(Location labeling records)
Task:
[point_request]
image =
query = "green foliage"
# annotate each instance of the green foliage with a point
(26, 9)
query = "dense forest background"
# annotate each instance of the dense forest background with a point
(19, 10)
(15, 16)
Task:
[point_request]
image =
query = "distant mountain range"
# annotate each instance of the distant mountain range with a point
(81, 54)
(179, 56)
...
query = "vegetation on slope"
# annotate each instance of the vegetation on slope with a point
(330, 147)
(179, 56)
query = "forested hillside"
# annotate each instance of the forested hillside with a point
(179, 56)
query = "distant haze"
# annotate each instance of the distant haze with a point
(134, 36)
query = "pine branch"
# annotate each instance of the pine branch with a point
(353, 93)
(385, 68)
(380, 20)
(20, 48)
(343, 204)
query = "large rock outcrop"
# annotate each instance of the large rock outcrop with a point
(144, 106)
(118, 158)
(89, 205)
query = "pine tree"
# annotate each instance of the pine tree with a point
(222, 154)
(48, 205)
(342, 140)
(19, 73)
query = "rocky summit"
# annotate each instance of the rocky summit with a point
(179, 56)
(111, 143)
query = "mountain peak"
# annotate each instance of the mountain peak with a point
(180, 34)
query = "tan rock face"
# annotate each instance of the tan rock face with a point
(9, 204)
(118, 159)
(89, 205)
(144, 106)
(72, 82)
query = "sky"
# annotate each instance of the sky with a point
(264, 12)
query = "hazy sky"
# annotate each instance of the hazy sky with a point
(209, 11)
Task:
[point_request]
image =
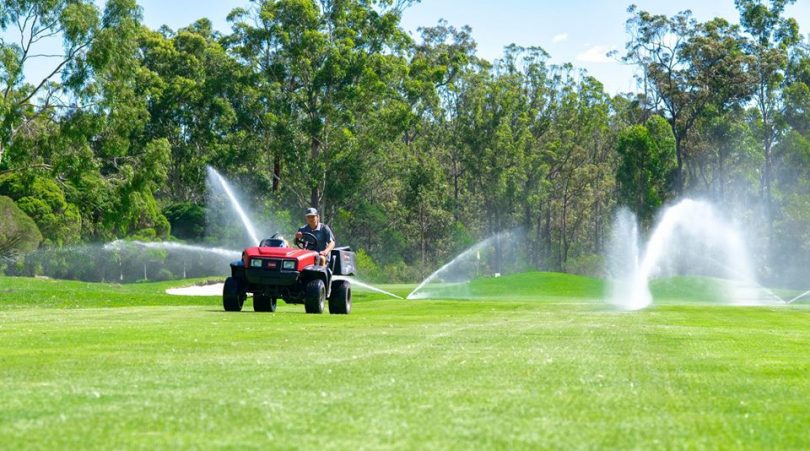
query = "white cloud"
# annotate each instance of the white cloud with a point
* * *
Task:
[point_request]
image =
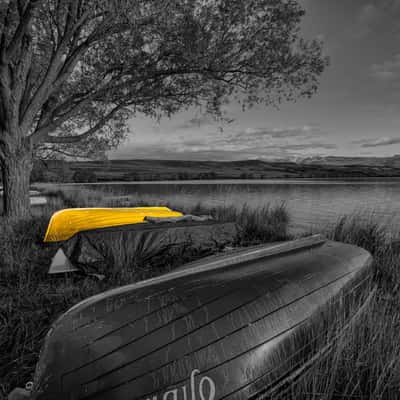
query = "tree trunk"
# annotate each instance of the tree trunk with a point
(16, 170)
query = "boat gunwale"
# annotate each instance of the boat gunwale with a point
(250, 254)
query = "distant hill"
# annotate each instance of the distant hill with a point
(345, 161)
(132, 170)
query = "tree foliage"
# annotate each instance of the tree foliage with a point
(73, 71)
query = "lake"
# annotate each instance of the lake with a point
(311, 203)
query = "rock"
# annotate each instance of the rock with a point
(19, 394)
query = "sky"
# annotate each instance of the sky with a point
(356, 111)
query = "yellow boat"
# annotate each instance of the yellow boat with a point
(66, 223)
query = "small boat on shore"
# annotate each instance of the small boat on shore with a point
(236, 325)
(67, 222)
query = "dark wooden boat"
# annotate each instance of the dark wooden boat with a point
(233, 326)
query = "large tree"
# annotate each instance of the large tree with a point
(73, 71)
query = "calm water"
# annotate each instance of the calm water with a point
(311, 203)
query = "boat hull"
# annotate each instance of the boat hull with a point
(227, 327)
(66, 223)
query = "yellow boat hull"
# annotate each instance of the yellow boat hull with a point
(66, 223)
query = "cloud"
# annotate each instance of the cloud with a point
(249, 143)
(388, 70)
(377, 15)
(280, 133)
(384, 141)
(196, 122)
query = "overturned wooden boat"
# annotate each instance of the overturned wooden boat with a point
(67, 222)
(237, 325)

**The task:** State how many lines in the location labeling records above contain the string "background". Reply with the number alone.

**Solution below:** 2